Consigne - D'après le texte sur le transport de l'hydrogène en mer, quel pourcentage d'énergie était perdu avec les solutions envisagées ?

Extrait du document -
══════

On aimerait savoir quel est le coût de l’hydrogène rendu au port d’Anvers, le pôle
pétrochimique qui a bien besoin de cette molécule noble. …transporter
de l’hydrogène ce n’est pas comme transporter du gaz naturel. C’est bien plus
compliqué à cause de la nature chimique de la molécule.
Cette question du transport de
l’hydrogène en mer a déjà été étudiée sur toutes ses facettes par les
fonctionnaires européens dans les recherches mentionnées ci-dessus. Par
exemple, afin d’importer dans l’UE de
l’hydrogène qui aurait dû être produit par l’abondante hydroélectricité du
Québec, un protocole d’accord entre le ministère des Ressources naturelles
de la province canadienne et la Commission européenne a été signé en 1988. Les
calculs ont montré que les solutions envisagées étaient impraticables : 54 % de perte d’énergie à cause de
la transformation chimique du toluène en méthylcyclohexane dans le sens Canada
UE, et inversement. De plus, transporter à vide 92 kg de toluène pour
transporter 2 kg d’hydrogène est bien évidemment une aberration.

══════

Contenu des données -
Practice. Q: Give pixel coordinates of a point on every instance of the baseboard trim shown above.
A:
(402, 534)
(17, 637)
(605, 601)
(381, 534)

══════

Résultat - 54 % de l'énergie était perdue, à cause de la transformation chimique du toluène en méthylcyclohexane.